┌─ QUOTED PASSAGE

CHINHOYI, ZIMBABWE - FEBRUARY 23: A vaccination team health worker administers the Sinopharm vaccine to a nurse at Jari Village Clinic in Zvimba Rural District on February 23, 2021 near Chinhoyi, Zimbabwe. The country is rolling out its vaccination plan to other regions, immunizing health workers, and other individuals on the Phase 1 Stage 1 of the country's Covid-19 Vaccination roll out plan. (Photo by Tafadzwa Ufumeli/Getty Images)
COMMENT
In a year that’s already had its fair share of headline-grabbing moments, it’s probably understandable that many people missed the news earlier this month that the AU had secured 300-million doses of Covid-19 vaccine.
That’s a reflection of much of the way in which the pandemic in Africa has been covered. While the pages of the world’s press has been gripped by the way in which the world’s richest and most powerful countries have grappled their way through the pandemic, the continent with some of the world’s poorest countries has largely been left to face the crisis alone.
And it has done remarkably well. Quietly but confidently, African leaders have taken steps to protect their people from the virus and its economic side effects, not just securing vaccines but also putting in place a continent-wide supply chain for vital medicines and personal protective equipment (PPE) and instigating robust approaches to reduce the spread of the virus.
This has in part been facilitated by another underreported phenomenon from the continent — the slow but steady improvement in governance and cross-continental cooperation in Africa. The Mo Ibrahim Foundation’s index of African governance shows that one in six African citizens is living in a country where governance has improved in the last ten years. Not only has this increased cooperation led to ambitious projects such as the African Continental Free Trade Area coming into force; the shared experience of other recent health crises such as Ebola has left African countries alert to the challenges posed by the infectious diseases.
The wrong lesson to draw from this is that the rest of the world can continue to neglect Africa while it focuses on its own battle with the virus. This would be a serious mistake.
The world’s poorest countries are facing the worst economic aftershocks of the global recession created by the pandemic and the associated threat of chronic food shortage. This threatens progress and stability and could yet undermine the response to the pandemic in many parts of the continent.
While the vaccine doses secured by the AU make a solid start in protecting people across the continent, many millions more are needed to truly bring the virus under control — especially given the more alarming news of virulent new strains that threaten to dramatically increase the speed at which the disease spreads. It’s in the interests of people everywhere to ensure this doesn’t happen. The world cannot afford safe havens in which the virus can thrive and evolve, and from which it can continue to threaten us all. In today’s interconnected and interdependent world, we won’t be free of this disease until we have brought it under control everywhere.

└─
┌─ DATA SUPPLIED

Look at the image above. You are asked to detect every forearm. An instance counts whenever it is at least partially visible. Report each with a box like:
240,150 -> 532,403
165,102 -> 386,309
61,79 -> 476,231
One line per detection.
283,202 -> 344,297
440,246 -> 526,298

└─

→ **PROBLEM DETAILS**:
Reproduce the commentary on Africa's pandemic response between "CHINHOYI, ZIMBABWE - FEBRUARY" and "of Covid-19 vaccine.", inclusive.

→ **RESPONSE AREA**:
CHINHOYI, ZIMBABWE - FEBRUARY 23: A vaccination team health worker administers the Sinopharm vaccine to a nurse at Jari Village Clinic in Zvimba Rural District on February 23, 2021 near Chinhoyi, Zimbabwe. The country is rolling out its vaccination plan to other regions, immunizing health workers, and other individuals on the Phase 1 Stage 1 of the country's Covid-19 Vaccination roll out plan. (Photo by Tafadzwa Ufumeli/Getty Images)
COMMENT
In a year that’s already had its fair share of headline-grabbing moments, it’s probably understandable that many people missed the news earlier this month that the AU had secured 300-million doses of Covid-19 vaccine.